Задания:
**1)** Определите, согласуются ли с отрывком о Гоголе утверждения (а), (б) и (в). На каждое ответьте «да» или «нет» и приведите точную цитату из отрывка, на которой основан ответ. (а) Первый том «Мертвых душ» окончен. (б) После окончания тома Гоголю не нужно возвращаться в Россию. (в) Гоголь еще способен бороться с порывами своей мистической сущности.
**2)** Продолжите отрывок о Гоголе и «Мертвых душах», начав сразу после его последнего предложения.

Отрывок:
--*--

Все имеет и свой конец. Первый том «Мертвых душ» окончен. Следует переписка. Нужно возвращаться в Россию. Впереди цензура рукописи. Необходимый строй музыкальности духовной жизни над произведением оканчивается. Но с его окончанием не оканчиваются, увы! контрапункты психологической устремленности, которые требуют от Гоголя новых жертв духа, поддержания равновесия, в мыслительных неуловимых признаках которого теперь все его богатство, вся связь его с трехипостасностью бога, рука которого «водит», и он готов идти «неторопливо по пути, начертанному свыше». Он уже не может выйти полностью из состояния погруженности созерцания собственного духа, отрешенного от земных дел, но вести борьбы с порывами своей мистической сущности он тоже оказывается уже не в состоянии. И его интеллект безошибочно реагирует на каждый нюанс в духовном мире его поглощающих событий, изолируя интегральную часть обыкновенной критически-оценочной способности, ранее свойственной его критическому мышлению.

--*--

Предоставленные записи:

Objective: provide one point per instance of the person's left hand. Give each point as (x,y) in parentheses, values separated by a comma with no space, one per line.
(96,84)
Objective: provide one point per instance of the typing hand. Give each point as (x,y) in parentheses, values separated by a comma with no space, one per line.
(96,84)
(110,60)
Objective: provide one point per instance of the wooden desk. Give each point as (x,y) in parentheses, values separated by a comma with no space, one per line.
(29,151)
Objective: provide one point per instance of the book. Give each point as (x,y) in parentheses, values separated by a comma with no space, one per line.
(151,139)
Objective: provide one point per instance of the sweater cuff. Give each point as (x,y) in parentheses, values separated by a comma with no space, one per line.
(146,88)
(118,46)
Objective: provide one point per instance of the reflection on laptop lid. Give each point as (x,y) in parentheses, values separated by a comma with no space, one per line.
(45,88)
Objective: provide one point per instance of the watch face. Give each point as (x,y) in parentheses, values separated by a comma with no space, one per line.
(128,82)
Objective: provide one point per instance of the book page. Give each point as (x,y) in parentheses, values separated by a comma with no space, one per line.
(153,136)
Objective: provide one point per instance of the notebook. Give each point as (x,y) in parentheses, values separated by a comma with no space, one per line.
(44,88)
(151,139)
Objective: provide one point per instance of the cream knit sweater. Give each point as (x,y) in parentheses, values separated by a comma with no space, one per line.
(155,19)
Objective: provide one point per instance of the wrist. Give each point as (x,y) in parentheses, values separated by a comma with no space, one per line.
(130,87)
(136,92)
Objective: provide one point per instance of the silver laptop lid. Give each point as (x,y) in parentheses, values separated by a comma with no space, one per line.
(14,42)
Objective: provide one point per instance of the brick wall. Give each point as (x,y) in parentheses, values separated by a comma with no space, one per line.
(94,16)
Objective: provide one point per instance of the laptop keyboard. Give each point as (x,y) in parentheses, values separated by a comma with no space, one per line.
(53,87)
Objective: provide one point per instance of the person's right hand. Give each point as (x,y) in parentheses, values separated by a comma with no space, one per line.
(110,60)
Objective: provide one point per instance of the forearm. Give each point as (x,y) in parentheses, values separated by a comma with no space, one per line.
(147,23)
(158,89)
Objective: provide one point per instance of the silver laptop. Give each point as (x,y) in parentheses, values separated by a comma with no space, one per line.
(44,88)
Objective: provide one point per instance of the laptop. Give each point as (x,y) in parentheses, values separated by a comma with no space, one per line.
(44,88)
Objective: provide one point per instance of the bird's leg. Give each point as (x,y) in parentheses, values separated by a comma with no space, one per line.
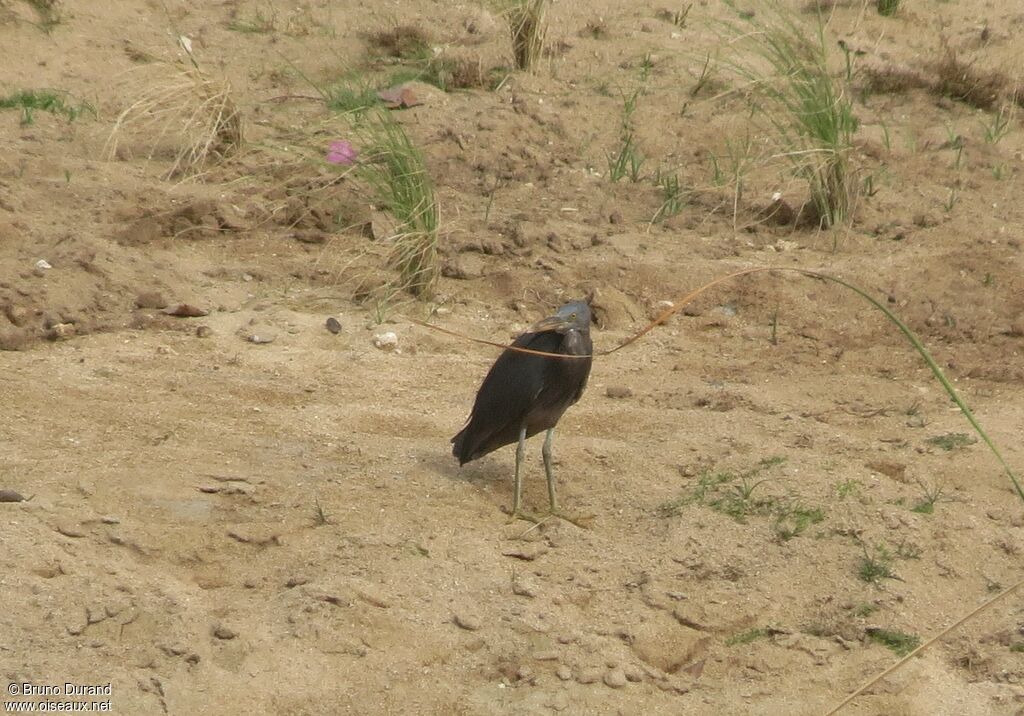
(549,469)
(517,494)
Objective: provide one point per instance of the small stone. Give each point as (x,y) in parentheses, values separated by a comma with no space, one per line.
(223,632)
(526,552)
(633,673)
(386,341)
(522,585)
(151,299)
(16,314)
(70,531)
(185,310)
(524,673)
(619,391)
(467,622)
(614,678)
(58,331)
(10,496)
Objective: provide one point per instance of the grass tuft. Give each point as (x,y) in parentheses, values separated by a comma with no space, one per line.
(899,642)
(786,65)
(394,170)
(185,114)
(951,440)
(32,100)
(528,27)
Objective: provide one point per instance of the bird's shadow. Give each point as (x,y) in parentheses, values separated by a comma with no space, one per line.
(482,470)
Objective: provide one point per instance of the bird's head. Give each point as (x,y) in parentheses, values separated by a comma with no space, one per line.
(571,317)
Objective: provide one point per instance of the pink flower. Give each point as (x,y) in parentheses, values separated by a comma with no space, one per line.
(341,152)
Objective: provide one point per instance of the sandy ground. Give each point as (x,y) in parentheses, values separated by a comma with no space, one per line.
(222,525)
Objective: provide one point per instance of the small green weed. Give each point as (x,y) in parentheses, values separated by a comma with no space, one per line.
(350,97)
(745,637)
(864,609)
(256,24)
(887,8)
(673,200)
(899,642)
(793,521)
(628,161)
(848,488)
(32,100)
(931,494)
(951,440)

--*--

Ответы:
**1)**
(а) Да: «Первый том «Мертвых душ» окончен».
(б) Нет: «Нужно возвращаться в Россию».
(в) Нет: «но вести борьбы с порывами своей мистической сущности он тоже оказывается уже не в состоянии».

**2)**
Он уже не в состоянии уловить запах морализации, церковного ладана мыслящей субстанции, одурманивающих совесть, притупляющих критическую оценку внешних обстоятельств жизни, в которой должно и непременно быть похмелье познавания, где северный ум русского человека в силу чрезмерной напряженности его жизни порождает не только чувствительность, но и ясновиденье того, что позднее было названо рефлексией, — мыследеятельностью, обращенной на саму жизнь человека в ее свободном парении. Отсюда только начало апофатических обращений к друзьям, например к Данилевскому: «Но слушай: теперь ты должен слушать моего слова, ибо вдвойне властно над тобой мое слово, и горе кому бы то ни было, не слушающего моего слова… Покорись и займись только год, один только год своею деревней. Один год! и этот год будет вечно памятен твоей жизни. Клянусь, с него начнется заря твоего счастья».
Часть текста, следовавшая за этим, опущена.